Provided entries =
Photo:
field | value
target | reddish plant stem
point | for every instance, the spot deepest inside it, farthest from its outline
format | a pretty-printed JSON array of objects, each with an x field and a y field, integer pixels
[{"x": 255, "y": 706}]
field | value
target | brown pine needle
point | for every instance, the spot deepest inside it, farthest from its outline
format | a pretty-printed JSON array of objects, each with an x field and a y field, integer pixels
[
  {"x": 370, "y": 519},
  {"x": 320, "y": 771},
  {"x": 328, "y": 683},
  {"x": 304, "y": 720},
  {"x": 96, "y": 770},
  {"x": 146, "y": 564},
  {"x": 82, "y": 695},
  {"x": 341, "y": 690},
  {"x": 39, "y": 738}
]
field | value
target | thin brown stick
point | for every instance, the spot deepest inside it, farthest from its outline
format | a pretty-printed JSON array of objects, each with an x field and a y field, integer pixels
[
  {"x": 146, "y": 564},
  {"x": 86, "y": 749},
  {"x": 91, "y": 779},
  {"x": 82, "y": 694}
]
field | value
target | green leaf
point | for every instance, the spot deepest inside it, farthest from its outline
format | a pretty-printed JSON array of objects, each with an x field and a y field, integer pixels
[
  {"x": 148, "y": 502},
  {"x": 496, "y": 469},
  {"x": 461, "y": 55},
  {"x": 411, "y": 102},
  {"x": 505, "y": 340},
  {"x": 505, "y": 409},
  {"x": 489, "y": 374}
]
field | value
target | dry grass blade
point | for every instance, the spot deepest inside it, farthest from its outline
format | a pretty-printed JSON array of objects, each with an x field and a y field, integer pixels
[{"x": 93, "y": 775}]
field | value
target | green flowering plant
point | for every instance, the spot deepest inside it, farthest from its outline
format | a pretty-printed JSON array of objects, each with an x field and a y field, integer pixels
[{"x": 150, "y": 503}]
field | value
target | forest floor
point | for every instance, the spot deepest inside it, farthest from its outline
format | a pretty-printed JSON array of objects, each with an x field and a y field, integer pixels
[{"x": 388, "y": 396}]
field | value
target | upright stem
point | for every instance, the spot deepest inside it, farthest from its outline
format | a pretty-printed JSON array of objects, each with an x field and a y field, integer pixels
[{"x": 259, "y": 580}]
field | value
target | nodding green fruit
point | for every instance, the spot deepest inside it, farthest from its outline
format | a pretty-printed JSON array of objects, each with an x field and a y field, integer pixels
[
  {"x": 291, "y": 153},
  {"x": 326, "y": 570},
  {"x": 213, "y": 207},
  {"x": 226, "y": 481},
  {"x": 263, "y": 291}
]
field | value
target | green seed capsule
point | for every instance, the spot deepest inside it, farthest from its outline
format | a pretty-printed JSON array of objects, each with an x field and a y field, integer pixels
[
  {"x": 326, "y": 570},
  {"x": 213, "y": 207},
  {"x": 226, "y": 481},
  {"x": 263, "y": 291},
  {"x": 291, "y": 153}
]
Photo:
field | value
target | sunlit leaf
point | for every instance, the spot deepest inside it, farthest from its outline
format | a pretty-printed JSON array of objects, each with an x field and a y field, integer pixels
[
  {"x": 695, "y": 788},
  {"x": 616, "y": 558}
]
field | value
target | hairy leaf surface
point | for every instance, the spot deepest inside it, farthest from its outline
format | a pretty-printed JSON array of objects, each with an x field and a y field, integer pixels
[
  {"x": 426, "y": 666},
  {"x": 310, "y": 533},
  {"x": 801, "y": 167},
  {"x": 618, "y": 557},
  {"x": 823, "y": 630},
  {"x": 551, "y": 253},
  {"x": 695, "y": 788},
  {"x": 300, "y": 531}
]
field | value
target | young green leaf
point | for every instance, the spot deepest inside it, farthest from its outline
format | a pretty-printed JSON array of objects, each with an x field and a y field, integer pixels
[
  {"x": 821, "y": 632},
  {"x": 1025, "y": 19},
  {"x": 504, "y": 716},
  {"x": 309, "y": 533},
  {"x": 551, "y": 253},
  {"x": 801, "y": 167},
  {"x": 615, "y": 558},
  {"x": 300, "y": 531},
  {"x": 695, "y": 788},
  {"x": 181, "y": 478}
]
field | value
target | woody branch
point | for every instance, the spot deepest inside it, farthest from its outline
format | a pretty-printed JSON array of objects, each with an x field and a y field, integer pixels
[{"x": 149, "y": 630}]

Given task = Pick out each line in the listing above that contains the word "leaf", and copy those lines.

Written answer =
target | green leaf
target | sunlit leaf
target | hairy leaf surface
target | young green leaf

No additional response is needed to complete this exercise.